• What you are asked to do: Copy the stretch of rows below from the line containing "Flashcard — Front: Where is the hill" through the line containing "[160, 187, 187, 219]", both ends included, character for character.

--------------------

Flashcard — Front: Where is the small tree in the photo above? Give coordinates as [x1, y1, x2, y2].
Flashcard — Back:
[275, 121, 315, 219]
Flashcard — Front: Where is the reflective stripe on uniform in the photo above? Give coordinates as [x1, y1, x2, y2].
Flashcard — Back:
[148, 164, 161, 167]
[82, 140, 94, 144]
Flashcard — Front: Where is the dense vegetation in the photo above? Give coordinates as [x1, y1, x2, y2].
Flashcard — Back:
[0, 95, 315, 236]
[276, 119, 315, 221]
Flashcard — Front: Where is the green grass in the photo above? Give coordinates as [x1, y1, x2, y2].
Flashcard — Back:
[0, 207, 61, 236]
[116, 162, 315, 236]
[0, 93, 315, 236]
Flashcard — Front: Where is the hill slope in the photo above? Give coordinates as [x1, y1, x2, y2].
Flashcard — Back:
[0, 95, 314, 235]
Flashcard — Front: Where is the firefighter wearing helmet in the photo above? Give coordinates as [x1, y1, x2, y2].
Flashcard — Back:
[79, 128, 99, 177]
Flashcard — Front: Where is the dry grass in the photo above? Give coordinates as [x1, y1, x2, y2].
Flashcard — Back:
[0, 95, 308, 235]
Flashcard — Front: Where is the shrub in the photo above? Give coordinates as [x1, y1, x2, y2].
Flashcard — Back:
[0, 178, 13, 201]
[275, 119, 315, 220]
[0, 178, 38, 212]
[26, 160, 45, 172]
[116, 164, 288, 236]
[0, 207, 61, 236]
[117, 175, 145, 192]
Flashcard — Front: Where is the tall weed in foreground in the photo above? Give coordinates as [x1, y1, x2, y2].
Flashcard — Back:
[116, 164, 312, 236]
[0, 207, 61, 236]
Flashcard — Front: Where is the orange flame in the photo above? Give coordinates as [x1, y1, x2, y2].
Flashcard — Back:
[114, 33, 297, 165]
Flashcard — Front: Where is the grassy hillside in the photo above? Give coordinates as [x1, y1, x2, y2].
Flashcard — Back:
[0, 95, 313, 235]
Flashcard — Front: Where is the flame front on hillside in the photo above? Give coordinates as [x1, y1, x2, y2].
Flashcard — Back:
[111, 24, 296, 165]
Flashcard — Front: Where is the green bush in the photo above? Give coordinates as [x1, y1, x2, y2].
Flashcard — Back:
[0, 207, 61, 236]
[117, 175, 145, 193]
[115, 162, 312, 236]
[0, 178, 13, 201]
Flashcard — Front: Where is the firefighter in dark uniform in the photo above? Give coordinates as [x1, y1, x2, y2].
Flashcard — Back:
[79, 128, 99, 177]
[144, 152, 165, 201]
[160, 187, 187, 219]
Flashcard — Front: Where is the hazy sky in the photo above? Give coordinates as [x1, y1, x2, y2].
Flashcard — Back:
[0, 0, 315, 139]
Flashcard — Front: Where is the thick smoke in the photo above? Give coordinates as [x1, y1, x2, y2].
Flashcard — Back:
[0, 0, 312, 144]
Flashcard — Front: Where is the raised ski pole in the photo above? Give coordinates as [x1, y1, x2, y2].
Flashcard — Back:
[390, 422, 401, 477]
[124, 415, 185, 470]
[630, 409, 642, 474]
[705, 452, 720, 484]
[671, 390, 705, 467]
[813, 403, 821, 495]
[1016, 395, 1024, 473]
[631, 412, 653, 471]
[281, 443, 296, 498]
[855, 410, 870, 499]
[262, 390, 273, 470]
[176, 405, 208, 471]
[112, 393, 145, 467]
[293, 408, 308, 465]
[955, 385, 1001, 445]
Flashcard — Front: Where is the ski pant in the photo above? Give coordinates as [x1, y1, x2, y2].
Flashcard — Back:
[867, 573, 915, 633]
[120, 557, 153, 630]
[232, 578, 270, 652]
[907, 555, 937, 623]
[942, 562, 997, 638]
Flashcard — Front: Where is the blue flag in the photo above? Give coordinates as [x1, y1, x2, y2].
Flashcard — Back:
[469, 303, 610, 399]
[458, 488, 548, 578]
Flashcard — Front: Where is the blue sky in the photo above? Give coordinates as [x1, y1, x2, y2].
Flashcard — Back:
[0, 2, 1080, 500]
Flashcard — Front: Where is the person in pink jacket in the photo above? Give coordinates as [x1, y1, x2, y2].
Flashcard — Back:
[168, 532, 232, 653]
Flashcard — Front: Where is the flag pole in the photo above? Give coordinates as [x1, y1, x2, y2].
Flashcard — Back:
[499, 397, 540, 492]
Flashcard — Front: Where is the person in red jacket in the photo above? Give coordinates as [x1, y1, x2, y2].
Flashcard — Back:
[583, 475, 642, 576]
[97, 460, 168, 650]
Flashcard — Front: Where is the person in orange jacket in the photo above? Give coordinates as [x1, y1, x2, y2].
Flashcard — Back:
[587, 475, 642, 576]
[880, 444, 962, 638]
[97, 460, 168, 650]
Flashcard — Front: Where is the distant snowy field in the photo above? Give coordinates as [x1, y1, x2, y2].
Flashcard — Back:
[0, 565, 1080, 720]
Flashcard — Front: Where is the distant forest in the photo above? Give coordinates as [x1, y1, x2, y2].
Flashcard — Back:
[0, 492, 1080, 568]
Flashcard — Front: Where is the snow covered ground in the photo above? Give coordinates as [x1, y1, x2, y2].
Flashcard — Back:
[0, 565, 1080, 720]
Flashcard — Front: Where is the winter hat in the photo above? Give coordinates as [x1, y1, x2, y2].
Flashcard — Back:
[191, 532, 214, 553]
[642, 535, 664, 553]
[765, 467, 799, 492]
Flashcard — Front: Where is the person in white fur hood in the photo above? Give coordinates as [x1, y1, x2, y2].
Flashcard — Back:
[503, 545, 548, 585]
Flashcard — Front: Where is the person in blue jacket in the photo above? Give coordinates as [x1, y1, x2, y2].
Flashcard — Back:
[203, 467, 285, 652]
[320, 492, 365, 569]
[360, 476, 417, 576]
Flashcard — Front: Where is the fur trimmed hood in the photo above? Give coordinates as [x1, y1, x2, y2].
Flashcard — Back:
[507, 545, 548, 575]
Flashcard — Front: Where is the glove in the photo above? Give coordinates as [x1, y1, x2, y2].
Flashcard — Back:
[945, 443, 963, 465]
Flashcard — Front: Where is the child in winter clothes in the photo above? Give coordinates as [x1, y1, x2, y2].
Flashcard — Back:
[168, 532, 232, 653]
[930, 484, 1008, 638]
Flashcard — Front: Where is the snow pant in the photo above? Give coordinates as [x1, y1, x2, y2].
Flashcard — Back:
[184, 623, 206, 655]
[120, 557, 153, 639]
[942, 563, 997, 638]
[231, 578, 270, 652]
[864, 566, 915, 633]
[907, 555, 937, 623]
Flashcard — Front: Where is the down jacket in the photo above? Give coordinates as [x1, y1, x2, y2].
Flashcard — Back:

--------------------

• Complete answer:
Flashcard — Front: Where is the hill slope in the photo above? Give coordinates as [x1, y1, x2, y2].
Flashcard — Back:
[0, 95, 314, 235]
Flashcard — Front: Where is the firefighter wearing helmet in the photo above? Give coordinates as [x1, y1, x2, y2].
Flashcard — Back:
[79, 128, 99, 177]
Flashcard — Front: Where is the dry grass in the photo above? Give coordinates as [x1, y1, x2, y2].
Flashcard — Back:
[0, 95, 308, 235]
Flashcard — Front: Where is the shrub in the photo above? Give coordinates as [x1, y1, x2, y2].
Flashcard — Back:
[0, 178, 13, 201]
[275, 119, 315, 220]
[0, 178, 38, 212]
[26, 160, 45, 172]
[116, 164, 288, 236]
[0, 207, 61, 236]
[117, 175, 145, 192]
Flashcard — Front: Where is the tall weed in foreground in the photo above? Give coordinates as [x1, y1, x2, y2].
Flashcard — Back:
[116, 164, 312, 236]
[0, 207, 61, 236]
Flashcard — Front: Where is the orange flame in the photo above? Give coordinates as [x1, y1, x2, y2].
Flashcard — Back:
[114, 33, 297, 165]
Flashcard — Front: Where is the grassy hillside in the photo above? Give coordinates as [x1, y1, x2, y2].
Flashcard — Back:
[0, 95, 313, 235]
Flashcard — Front: Where is the flame front on hillside in the photo above? Give coordinates as [x1, y1, x2, y2].
Flashcard — Back:
[111, 24, 296, 165]
Flashcard — Front: Where is the green bush in the photo above? Give coordinates as [x1, y1, x2, y2].
Flashcard — Back:
[0, 207, 61, 236]
[117, 175, 145, 193]
[115, 162, 312, 236]
[0, 178, 13, 201]
Flashcard — Front: Where is the firefighter in dark uniform in the photo above? Give coordinates as [x1, y1, x2, y2].
Flashcard — Back:
[79, 128, 99, 177]
[144, 152, 165, 201]
[160, 187, 187, 219]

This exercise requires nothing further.